Write the material out again exactly as it stands.

**** Input for this task ****

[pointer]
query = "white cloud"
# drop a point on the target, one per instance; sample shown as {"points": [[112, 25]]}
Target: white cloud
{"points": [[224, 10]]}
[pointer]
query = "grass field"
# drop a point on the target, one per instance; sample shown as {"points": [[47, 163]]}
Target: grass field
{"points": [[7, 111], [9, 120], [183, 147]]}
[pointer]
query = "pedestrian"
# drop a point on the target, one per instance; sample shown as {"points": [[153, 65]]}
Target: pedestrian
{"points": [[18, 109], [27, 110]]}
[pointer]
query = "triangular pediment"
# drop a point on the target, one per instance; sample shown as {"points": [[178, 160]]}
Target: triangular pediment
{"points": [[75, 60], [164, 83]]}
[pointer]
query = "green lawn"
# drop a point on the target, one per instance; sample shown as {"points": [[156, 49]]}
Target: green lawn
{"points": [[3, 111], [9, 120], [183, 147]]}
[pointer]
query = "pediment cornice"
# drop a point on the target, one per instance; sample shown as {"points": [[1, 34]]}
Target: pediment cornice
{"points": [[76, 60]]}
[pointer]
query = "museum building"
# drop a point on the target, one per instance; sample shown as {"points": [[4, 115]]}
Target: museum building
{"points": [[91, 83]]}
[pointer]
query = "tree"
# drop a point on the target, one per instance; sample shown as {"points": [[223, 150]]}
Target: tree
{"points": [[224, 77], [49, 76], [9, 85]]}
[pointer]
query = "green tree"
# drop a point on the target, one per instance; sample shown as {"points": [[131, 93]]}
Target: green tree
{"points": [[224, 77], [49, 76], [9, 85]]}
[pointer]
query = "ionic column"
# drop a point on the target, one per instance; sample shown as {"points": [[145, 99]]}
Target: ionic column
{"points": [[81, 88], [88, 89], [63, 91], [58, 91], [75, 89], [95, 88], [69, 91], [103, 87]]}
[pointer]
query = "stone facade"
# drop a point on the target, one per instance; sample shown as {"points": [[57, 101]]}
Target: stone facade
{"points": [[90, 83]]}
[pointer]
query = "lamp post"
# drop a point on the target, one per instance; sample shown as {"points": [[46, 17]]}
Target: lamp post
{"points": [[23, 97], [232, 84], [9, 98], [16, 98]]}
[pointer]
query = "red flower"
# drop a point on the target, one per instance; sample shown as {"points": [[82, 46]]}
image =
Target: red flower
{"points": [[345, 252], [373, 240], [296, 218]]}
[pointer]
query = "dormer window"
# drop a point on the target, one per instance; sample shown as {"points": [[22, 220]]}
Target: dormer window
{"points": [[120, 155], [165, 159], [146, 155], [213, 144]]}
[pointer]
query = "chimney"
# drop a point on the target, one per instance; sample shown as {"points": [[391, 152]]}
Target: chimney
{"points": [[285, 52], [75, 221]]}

****

Result:
[pointer]
query = "white cloud"
# drop a point on the target, one per instance; sample shown as {"points": [[112, 25]]}
Target: white cloud
{"points": [[224, 10]]}
[pointer]
query = "grass field"
# drop a point on the target, one per instance; sample shown as {"points": [[47, 163]]}
Target: grass field
{"points": [[7, 111], [9, 120], [183, 147]]}
[pointer]
query = "pedestrian"
# drop a point on the target, one per instance; sample shown as {"points": [[153, 65]]}
Target: pedestrian
{"points": [[18, 109], [27, 110]]}
[pointer]
query = "triangular pediment"
# drop a point on the target, one per instance; sample shown as {"points": [[178, 160]]}
Target: triangular pediment
{"points": [[75, 60], [164, 83]]}
[pointer]
query = "green lawn"
# drop a point on the target, one per instance; sample shown as {"points": [[156, 49]]}
Target: green lawn
{"points": [[3, 111], [9, 120], [183, 147]]}
[pointer]
query = "pediment cornice"
# drop a point on the target, one per instance; sample shown as {"points": [[1, 34]]}
Target: pediment cornice
{"points": [[76, 60]]}
[pointer]
query = "museum building"
# drop a point on the target, one per instance; sample shown as {"points": [[4, 115]]}
Target: museum building
{"points": [[91, 83]]}
[pointer]
query = "tree"
# drop a point on the target, one per instance; sample shown as {"points": [[223, 150]]}
Target: tree
{"points": [[224, 77], [49, 76], [9, 85]]}
[pointer]
query = "green tree"
# drop a point on the target, one per instance; sample shown as {"points": [[131, 93]]}
Target: green tree
{"points": [[224, 77], [49, 76], [9, 85]]}
[pointer]
query = "ionic column"
# drop a point on the target, one per instance; sample shown as {"points": [[145, 99]]}
Target: ionic column
{"points": [[81, 88], [88, 89], [63, 91], [58, 91], [75, 89], [95, 88], [69, 91], [103, 87]]}
[pointer]
query = "stone facade"
# drop a point on the target, one per instance; sample shown as {"points": [[57, 101]]}
Target: stone facade
{"points": [[90, 83]]}
[pointer]
query = "lamp post"
# drop a point on the target, one per instance; sample shown as {"points": [[46, 17]]}
Target: lamp post
{"points": [[23, 97], [232, 84], [9, 98], [16, 98]]}
[pointer]
query = "red flower"
# drop a point on the target, one per instance; sample shown as {"points": [[82, 46]]}
image =
Target: red flower
{"points": [[345, 252], [373, 240], [296, 218]]}
[pointer]
query = "dormer window"
# drop a point on the target, one per instance; sample shown as {"points": [[22, 220]]}
Target: dormer window
{"points": [[120, 155], [165, 159], [146, 155], [213, 144]]}
[pointer]
query = "chimney"
# drop a point on the target, one per instance; sample shown as {"points": [[391, 152]]}
Target: chimney
{"points": [[285, 52], [75, 221]]}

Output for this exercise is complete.